Tarefa:
Responda às perguntas com base no texto sobre instituições autoritárias.
1. Que grupo foi submetido à "experiência de sanidade mental" em campo alemão de concentração nazista?
2. Que imagens recentes o texto cita como exemplo de que esses resíduos reaparecem inclusive em democracias?
3. O que o comandante do campo de concentração declarava "em tom de pilhéria"?

Resíduos de instituições autoritárias sobrevivem ao movimento civilizatório e são mais perceptíveis em momentos de perda da liberdade ou de segregação de pessoas. Pelos mais diversos motivos. Da cadeia aos hospícios.
Foram especialmente potencializados pelo nazismo, mas reaparecem aqui e ali, inclusive em democracias, como mostram imagens recentes da polícia (montada) norte-americana tocando como gado refugiados do Haiti.
Judeus húngaros foram submetidos a “experiência de sanidade mental” em campo alemão de concentração nazista: execução de trabalho totalmente sem sentido, como remover baldes de areia de um canto para outro, indefinidamente.
Há o relato de que alguns enlouqueceram, tentaram fugir e foram fuzilados, e de que outros se jogaram contra cercas eletrificadas e morreram carbonizados. O comandante do campo de concentração, declarava, “em tom de pilhéria”, que “já não há necessidade de usar o forno crematório”.

Dados de localização com um ponto por instância:
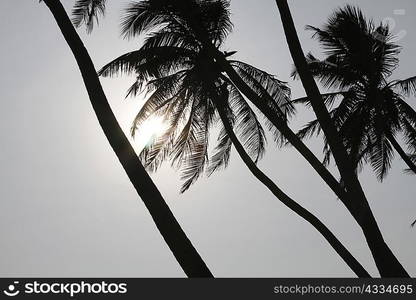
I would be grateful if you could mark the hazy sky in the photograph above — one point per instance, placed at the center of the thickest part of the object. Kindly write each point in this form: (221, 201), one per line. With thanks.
(68, 209)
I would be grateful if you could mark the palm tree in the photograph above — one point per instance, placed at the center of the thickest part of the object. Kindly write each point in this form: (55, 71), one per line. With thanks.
(360, 60)
(353, 198)
(181, 247)
(387, 264)
(188, 90)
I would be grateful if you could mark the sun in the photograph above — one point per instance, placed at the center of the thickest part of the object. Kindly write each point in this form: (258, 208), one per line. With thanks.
(147, 132)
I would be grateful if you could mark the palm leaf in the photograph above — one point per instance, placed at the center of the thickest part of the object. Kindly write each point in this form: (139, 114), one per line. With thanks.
(86, 12)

Resposta:
1. Judeus húngaros.
2. Imagens da polícia montada norte-americana tocando como gado refugiados do Haiti.
3. Que "já não há necessidade de usar o forno crematório".